O Outono de 2006 foi marcado pela escalada de tensão e cobranças. Em 31 de Outubro, a proposta de Nasrallah para a criação de um governo de unidade nacional transformou-se num flagrante ultimato: o governo deve concordar com o novo arranjo, com o Hezbollah com poder de veto sobre todas as medidas do governo, ou encarar as muito difundidas demonstrações e outras formas de pressão organizada, tal como o bloqueio da rota para o aeroporto internacional. (Norton, 2007, p.155-6)

Assim, o Hezbollah passou a ambicionar e cobrar com mais veemência uma reforma na estrutura política libanesa que visasse ampliar a participação do partido xiita; no entanto, por mais que grande parte da população – muçulmanos e cristãos – tivesse entendido que a participação do Hezbollah teria sido honrosa e dignificante para o Estado (2006), abrir mão de regalias não era algo facilmente assimilável.
As discussões levaram à retirada dos membros do Hezbollah do Gabinete e ao início de uma crise política que não consegue alcançar um fim satisfatório. Com o agravamento da situação, no final de 2007 o presidente Emile Lahoud deixou o governo e o país não conseguiu eleger seu substituto. Quatorze datas foram marcadas para a nova eleição presidencial, mas todas eles foram adiadas.

_OBJETIVOS_
1. Traduza para o inglês a seguinte frase do texto sobre a crise política libanesa: "Com o agravamento da situação, no final de 2007 o presidente Emile Lahoud deixou o governo e o país não conseguiu eleger seu substituto."
2. Prolongue o texto sobre a crise política libanesa a partir da última frase apresentada.
Os dados não guardam relação com o texto sobre a crise política libanesa.

_SEÇÃO DE DADOS_
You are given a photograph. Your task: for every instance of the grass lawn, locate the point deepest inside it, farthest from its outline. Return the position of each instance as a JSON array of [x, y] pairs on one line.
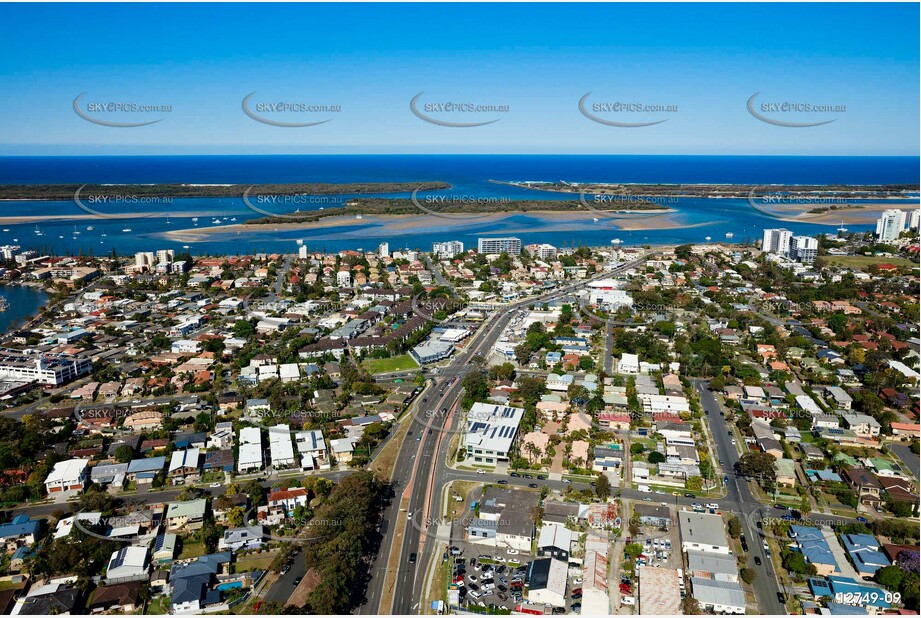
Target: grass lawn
[[191, 549], [158, 606], [863, 261], [255, 562], [394, 363]]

_RESPOSTAS POR TAREFA_
1. As the situation worsened, at the end of 2007 President Emile Lahoud left the government and the country was unable to elect his successor.

2.
Com o assassinato de Imad Mughnieh, os dois grandes blocos políticos que se opõem no Líbano encontraram-se para celebrar momentos distintos de sua história. Dia 14 de fevereiro, o grupo que faz oposição à Síria se reuniu nas proximidades da Praça dos Mártires, em Beirute, para celebrar os três anos da morte de Rafik Hariri. Ao sul da capital, o Hezbollah reunia outra multidão para a cerimônia fúnebre de mais um de seus mártires.
Rafik Hariri, com sua morte, foi o viabilizador da “Revolução do Cedro”, a qual trouxe ao Líbano uma possibilidade de união. Durante as manifestações em praça pública, em 2005, a favor ou contra a presença militar síria no Líbano, o que se viu foi uma população empunhando a bandeira do Líbano, não apenas a de seu grupo religioso. Nascia ali o sentimento de estado-nação para aquele povo?
A possibilidade de nascimento de um novo Líbano era mesmo difícil de acreditar. Até porque, depois do fratricídio que acometeu o país por anos de guerra civil, presenciar os vários grupos religiosos empunharem uma mesma bandeira – no intuito de buscar uma identificação com a nação –, era algo que muitos analistas não esperavam ser possível. E, nesse sentido, a morte de Hariri foi extremamente emblemática, por mais que tenha advindo de um atentando terrorista que explodiu o seu carro e vitimou muitas outras pessoas.
Chegamos a Fevereiro de 2007 e a promessa de um Líbano unido torna-se cada vez mais utópica. As divergências entre os grupos religiosos e a inadmissibilidade de ceder parcela do poder para um grupo rival acaba sendo o maior obstáculo a ser ultrapassado. E, quanto mais a situação política libanesa se desestabiliza, mais os grupos religiosos tendem a buscar abrigo junto aos seus pares.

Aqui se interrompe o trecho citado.